# [PAGE]
★ ★ ★ ★

Posted on 10/07/2003 1:31:34 AM PDT by sarcasm
After years of borrowing in a sizzling housing market, more homeowners are finding themselves upside down on mortgages.
They borrowed more to buy or fix up homes than they can now afford, and a growing number are turning to short sales selling homes for less than they owe to unload high payments and avoid foreclosure or bankruptcy.
No organization tracks short sales, but real-estate agents, housing counselors and mortgage companies say they have been seeing more of them since the economy tanked and employers began laying off workers.
Most are the end result of delinquent mortgages those not paid for more than 90 days which have risen dramatically in the Seattle-Tacoma area the past three years. The number of delinquent mortgages rose 50 percent between June 2000 and July 2003, according to Loan Performance, a San Francisco firm that tracks mortgage data monthly.
For GVE, the increase in mortgage trouble is good news. GVE, in Covington, is one of the few companies in the area that brokers short sales, and business is up 70 percent in the past nine months, founder Joanne Anderson said.
She has been working 16-hour days, six or seven days a week, to keep up with demand, she said, and plans to hire 10 employees in the next year.
In the late 1990s, people were encouraged by rising stock portfolios and a robust economy. They took out large mortgages and tacked on home-equity debt with the help of looser loan-qualifying rules.
But low down payments, subprime loans (high-rate home loans aimed at buyers with terrible credit), and predatory mortgages (loans for people who often shouldn't have one), have gotten more people into homes they can't pay for.
"We're seeing tons of short sales and foreclosures because people are in over their heads," said Debra Snoey, branch manager at Windermere's Federal Way office, who works with Anderson on short sales. "It's refreshing when a buyer has equity now."
Although some lenders say buyers should max themselves out for a mortgage, being more practical is safer.
"(People) are buying more expensive homes because they want one bigger, newer and better," Anderson said. "But they don't realize that if they bought a home for $20,000 less and saved up $5,000 for a down payment, they'd be sitting so much better."
Some homeowners find themselves in trouble when they least expect it.
An Issaquah woman who recently sold her house for $30,000 less than she owed on it never thought she'd be in that position.
The woman, who didn't want her name used because she's embarrassed, said she and her husband earned more than $200,000 a year, lived in a 3,200-square-foot custom-built home on an acre, and bought a new car every year.

★ ★ ★ ★

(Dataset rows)
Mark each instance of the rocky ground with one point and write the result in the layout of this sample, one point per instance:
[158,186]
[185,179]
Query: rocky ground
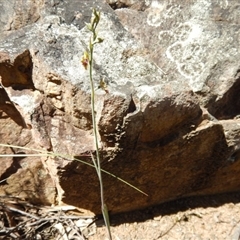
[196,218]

★ ★ ★ ★

# [TASK TO CARRY OUT]
From the short-sales article, pull out the passage that begins at "She has been" and stops after "looser loan-qualifying rules.", copying it word for word.

# [COMPLETE OUTPUT]
She has been working 16-hour days, six or seven days a week, to keep up with demand, she said, and plans to hire 10 employees in the next year.
In the late 1990s, people were encouraged by rising stock portfolios and a robust economy. They took out large mortgages and tacked on home-equity debt with the help of looser loan-qualifying rules.